Comptez les lignes du listing ci-dessous qui contiennent la chaîne « logo », en tenant compte de la casse. Répondez seulement par ce nombre.

[Listing extrait]

####################

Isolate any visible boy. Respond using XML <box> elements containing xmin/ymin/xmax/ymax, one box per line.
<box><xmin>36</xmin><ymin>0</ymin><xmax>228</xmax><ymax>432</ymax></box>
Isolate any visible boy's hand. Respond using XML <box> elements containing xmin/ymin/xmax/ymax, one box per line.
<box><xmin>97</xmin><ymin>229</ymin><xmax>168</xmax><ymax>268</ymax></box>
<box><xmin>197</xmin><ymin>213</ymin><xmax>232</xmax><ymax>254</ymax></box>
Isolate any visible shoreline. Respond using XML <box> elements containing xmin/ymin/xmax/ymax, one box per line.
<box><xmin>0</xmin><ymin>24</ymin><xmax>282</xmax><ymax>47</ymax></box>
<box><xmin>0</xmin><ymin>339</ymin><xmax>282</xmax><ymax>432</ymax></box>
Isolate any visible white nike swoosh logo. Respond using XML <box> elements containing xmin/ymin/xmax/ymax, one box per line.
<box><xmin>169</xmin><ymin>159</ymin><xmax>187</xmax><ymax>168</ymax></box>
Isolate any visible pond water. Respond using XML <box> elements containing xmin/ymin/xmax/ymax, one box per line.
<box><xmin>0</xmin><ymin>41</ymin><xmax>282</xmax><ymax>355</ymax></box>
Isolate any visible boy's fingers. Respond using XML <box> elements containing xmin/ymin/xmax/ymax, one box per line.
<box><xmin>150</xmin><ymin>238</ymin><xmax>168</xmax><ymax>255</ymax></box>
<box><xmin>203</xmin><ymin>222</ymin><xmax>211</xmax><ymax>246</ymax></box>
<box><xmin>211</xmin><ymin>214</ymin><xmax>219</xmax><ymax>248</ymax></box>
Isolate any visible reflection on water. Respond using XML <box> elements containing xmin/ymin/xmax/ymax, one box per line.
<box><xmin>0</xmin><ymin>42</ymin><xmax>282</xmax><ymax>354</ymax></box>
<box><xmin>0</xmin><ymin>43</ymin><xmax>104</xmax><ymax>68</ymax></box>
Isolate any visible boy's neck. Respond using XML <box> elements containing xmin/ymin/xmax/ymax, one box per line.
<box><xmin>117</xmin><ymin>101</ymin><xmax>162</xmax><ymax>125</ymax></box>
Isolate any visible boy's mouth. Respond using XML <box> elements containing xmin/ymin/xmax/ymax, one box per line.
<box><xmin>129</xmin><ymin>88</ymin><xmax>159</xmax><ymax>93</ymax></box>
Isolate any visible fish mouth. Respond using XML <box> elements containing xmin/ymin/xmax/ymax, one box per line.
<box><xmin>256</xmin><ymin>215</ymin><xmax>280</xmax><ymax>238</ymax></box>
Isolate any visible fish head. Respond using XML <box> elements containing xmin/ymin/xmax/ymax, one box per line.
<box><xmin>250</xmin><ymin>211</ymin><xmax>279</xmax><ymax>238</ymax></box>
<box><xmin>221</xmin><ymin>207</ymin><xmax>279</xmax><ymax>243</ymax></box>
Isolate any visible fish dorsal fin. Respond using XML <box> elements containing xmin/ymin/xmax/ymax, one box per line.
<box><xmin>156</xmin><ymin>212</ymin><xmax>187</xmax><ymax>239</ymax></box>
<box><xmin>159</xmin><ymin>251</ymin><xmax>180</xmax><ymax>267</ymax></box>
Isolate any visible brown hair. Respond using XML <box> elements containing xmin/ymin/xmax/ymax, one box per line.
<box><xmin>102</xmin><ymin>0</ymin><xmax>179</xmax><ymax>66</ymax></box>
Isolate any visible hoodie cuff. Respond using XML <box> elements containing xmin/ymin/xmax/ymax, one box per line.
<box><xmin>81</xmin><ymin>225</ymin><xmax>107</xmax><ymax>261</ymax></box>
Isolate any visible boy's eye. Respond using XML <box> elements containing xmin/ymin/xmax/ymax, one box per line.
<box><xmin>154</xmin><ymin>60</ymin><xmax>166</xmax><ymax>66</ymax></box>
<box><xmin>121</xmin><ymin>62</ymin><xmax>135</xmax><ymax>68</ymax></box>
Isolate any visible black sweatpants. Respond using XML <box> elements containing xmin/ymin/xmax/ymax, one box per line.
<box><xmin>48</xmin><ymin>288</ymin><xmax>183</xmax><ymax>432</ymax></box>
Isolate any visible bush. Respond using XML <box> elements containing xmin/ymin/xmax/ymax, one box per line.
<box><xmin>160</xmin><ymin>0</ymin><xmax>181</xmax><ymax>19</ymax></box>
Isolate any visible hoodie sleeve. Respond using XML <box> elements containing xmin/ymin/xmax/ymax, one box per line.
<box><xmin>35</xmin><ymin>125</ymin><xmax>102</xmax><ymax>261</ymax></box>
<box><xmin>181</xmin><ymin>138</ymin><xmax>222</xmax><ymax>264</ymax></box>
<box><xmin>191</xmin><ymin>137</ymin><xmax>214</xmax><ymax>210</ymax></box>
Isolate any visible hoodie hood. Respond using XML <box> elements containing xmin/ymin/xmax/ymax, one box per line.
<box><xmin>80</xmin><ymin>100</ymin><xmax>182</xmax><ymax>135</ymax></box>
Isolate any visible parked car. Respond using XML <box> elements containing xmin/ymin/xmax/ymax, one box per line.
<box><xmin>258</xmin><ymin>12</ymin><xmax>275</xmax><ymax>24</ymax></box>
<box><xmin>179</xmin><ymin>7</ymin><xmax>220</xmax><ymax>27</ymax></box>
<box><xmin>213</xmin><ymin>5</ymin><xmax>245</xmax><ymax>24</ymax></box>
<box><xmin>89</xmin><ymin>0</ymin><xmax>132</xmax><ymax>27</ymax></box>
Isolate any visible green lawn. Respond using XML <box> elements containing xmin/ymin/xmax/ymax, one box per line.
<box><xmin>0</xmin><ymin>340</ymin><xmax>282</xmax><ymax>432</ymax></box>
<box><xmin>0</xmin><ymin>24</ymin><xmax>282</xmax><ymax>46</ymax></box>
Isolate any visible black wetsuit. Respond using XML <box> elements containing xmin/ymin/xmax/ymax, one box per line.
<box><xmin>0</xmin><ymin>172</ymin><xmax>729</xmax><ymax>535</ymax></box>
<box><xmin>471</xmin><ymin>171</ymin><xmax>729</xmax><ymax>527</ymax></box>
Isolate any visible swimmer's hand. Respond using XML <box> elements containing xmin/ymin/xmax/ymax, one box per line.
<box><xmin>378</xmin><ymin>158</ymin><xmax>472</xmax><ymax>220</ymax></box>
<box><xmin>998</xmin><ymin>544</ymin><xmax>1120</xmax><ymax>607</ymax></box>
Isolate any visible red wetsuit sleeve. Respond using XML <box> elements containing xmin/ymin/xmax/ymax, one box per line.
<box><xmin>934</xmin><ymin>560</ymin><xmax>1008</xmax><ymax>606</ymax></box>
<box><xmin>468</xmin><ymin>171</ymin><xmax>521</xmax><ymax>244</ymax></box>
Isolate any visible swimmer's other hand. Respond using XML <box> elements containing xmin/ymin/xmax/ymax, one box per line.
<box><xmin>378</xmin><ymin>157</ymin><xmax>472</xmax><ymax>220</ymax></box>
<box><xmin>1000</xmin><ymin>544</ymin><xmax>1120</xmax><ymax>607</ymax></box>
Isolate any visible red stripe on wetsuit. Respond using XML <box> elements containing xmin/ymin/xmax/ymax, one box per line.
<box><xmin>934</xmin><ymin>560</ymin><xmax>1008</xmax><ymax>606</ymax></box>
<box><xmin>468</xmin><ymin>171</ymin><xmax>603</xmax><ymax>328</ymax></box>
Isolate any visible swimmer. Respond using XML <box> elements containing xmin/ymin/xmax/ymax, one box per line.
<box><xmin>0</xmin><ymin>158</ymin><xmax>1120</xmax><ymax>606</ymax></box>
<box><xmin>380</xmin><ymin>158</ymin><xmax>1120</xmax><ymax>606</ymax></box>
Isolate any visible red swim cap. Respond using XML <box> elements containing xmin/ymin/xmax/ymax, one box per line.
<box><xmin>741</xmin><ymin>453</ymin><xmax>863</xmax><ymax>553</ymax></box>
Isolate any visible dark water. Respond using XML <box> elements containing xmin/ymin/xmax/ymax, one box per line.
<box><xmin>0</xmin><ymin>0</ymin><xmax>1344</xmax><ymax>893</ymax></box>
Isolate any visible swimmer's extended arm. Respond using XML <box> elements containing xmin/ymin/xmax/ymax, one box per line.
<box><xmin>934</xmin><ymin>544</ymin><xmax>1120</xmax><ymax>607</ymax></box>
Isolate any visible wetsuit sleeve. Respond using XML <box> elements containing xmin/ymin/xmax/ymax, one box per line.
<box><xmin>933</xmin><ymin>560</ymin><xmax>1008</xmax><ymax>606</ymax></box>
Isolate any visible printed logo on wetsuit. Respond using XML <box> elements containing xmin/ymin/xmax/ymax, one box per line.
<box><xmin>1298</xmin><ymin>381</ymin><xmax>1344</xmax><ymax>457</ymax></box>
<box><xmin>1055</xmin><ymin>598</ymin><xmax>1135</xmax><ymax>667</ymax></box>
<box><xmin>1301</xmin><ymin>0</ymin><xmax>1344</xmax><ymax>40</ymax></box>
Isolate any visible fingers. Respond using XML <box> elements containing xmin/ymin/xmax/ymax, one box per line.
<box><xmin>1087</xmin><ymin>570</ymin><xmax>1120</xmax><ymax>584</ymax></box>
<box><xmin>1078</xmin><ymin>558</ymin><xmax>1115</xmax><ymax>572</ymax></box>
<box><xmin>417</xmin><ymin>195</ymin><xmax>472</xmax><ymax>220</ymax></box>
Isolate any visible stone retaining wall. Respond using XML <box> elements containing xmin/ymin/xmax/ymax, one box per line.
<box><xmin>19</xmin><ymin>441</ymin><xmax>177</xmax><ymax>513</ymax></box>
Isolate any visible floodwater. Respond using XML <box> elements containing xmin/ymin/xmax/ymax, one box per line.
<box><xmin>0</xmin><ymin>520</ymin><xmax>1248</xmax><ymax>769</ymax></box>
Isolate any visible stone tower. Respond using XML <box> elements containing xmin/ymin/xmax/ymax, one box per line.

####################

§ **Corrigé**
2